• [Supplied entries]
** START **

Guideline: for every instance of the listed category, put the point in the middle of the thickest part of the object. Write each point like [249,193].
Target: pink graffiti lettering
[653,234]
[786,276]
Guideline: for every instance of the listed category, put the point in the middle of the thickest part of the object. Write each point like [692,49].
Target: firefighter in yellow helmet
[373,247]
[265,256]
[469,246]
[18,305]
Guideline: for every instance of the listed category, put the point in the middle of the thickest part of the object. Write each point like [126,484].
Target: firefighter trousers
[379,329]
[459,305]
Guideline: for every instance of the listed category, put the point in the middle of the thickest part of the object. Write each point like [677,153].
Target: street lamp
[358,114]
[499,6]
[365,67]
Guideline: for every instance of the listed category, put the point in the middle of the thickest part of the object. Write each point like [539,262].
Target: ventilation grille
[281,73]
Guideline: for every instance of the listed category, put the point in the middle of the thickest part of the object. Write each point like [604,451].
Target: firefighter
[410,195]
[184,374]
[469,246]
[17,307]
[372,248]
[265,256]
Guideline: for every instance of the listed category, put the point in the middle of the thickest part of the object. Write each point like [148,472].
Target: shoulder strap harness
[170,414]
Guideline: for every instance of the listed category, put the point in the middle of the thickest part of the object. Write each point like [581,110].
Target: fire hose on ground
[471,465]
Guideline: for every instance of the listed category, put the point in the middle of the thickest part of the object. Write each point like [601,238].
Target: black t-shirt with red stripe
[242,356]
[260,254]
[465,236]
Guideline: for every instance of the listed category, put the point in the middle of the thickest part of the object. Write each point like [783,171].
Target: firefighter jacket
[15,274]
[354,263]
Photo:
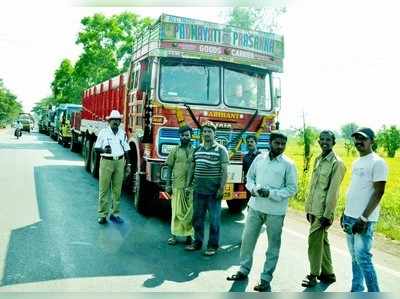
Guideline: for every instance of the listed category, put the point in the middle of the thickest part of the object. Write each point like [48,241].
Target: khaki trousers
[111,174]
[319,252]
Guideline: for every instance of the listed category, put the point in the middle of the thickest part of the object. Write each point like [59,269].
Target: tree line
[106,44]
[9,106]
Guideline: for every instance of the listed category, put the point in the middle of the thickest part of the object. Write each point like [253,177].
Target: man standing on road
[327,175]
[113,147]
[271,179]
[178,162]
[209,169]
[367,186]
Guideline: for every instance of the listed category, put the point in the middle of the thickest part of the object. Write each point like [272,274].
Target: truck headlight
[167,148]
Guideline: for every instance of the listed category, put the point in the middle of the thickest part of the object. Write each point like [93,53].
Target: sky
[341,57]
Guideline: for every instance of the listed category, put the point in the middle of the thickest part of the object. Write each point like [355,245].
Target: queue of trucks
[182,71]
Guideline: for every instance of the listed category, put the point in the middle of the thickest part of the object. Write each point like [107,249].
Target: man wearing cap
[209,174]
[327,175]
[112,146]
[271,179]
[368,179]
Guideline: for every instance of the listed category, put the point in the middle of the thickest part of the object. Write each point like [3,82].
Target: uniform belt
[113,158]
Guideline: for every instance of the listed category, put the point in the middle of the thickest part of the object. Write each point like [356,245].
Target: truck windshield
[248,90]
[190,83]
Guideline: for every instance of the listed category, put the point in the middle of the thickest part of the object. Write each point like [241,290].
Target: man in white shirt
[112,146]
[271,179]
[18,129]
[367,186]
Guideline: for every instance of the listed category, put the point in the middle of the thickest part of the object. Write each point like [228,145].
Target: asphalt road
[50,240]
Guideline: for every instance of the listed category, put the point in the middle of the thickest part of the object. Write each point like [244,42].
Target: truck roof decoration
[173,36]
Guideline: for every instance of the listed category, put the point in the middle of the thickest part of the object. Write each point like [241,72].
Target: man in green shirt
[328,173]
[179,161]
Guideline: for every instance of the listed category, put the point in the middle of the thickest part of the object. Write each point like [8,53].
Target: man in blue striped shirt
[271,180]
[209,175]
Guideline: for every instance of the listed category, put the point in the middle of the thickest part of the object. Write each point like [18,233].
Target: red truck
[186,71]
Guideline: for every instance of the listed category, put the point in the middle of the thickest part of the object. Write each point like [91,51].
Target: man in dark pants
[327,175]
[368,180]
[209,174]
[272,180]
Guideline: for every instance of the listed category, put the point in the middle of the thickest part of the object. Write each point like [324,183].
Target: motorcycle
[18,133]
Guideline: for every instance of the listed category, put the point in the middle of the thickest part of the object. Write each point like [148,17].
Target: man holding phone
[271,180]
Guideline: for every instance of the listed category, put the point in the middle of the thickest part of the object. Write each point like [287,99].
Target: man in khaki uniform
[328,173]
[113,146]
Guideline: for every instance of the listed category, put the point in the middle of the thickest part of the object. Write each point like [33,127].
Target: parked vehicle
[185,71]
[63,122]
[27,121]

** END **
** START **

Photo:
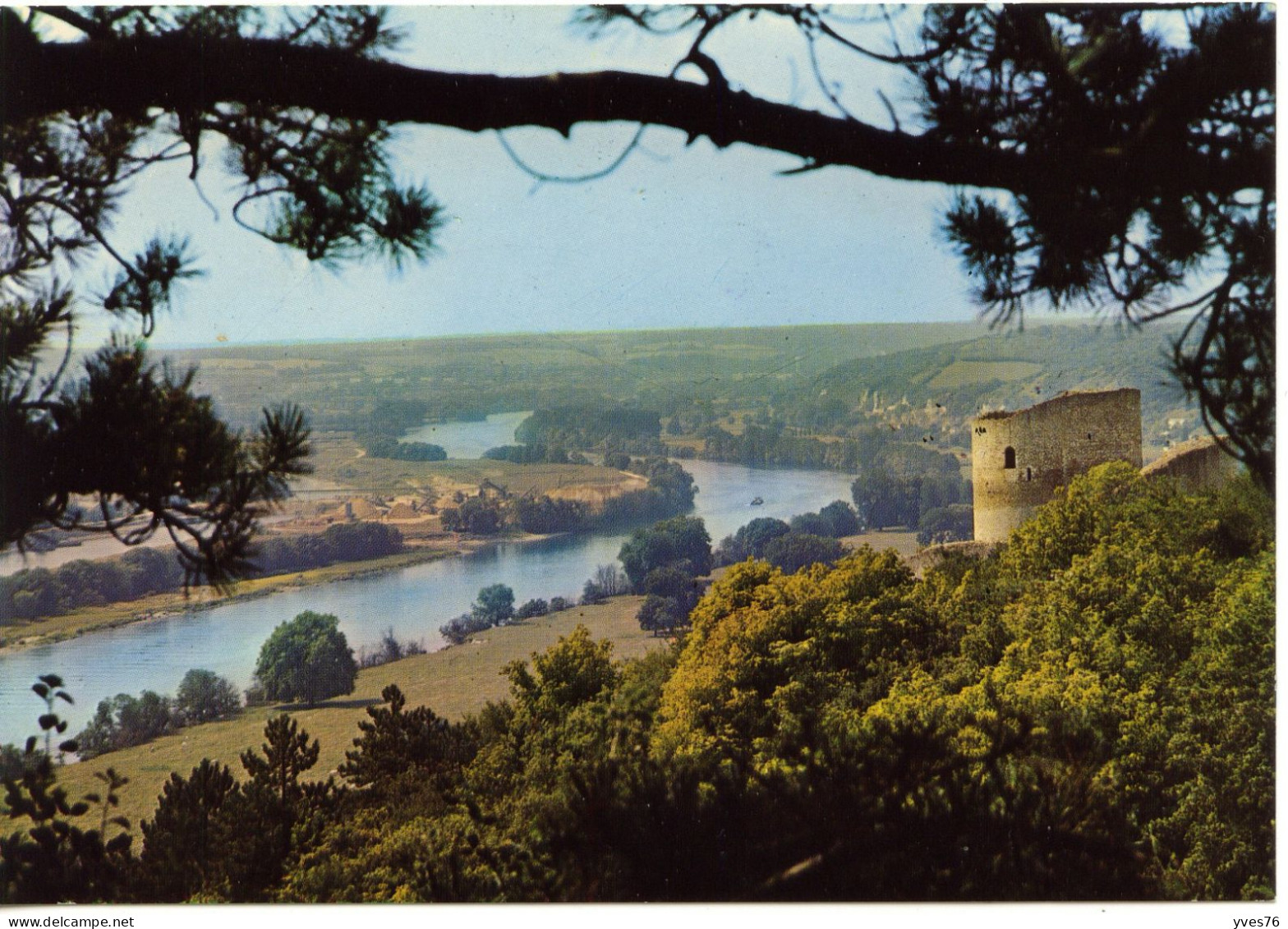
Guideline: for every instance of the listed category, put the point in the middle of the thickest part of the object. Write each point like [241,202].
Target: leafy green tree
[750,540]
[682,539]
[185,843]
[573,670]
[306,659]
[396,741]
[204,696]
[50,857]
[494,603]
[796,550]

** END **

• [Work to do]
Please return each line of the records above that contains the word "firefighter", copied in full and in its original order.

• [Finished exercise]
Target: firefighter in yellow helmet
Target: firefighter trousers
Target: firefighter
Target: firefighter jacket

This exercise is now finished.